_Information provided_
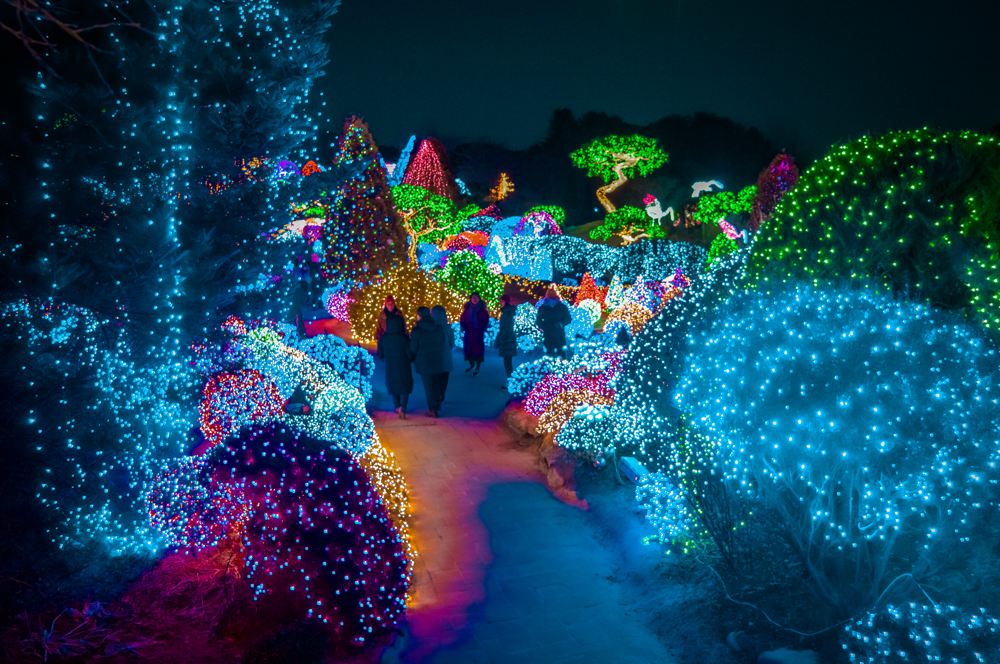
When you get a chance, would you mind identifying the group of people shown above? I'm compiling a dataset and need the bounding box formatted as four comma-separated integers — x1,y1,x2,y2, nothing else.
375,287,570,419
--
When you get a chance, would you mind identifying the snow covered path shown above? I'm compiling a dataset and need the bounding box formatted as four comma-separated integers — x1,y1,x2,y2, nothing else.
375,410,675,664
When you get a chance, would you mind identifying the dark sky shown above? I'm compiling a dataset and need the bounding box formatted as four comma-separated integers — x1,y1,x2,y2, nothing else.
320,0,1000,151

_Directive_
Reproduce, word for word, everything from the line containing "When you get a chance, would you mind identifying the dark" down to the line containing "320,0,1000,151", including both of those lines.

_Response to the task_
When you get a chance, would you mind identifying the dark sky shown above? I'm compiling a dataset and need the bounding box formatted as four comma-separated integers — x1,y1,x2,y2, nothing else.
320,0,1000,151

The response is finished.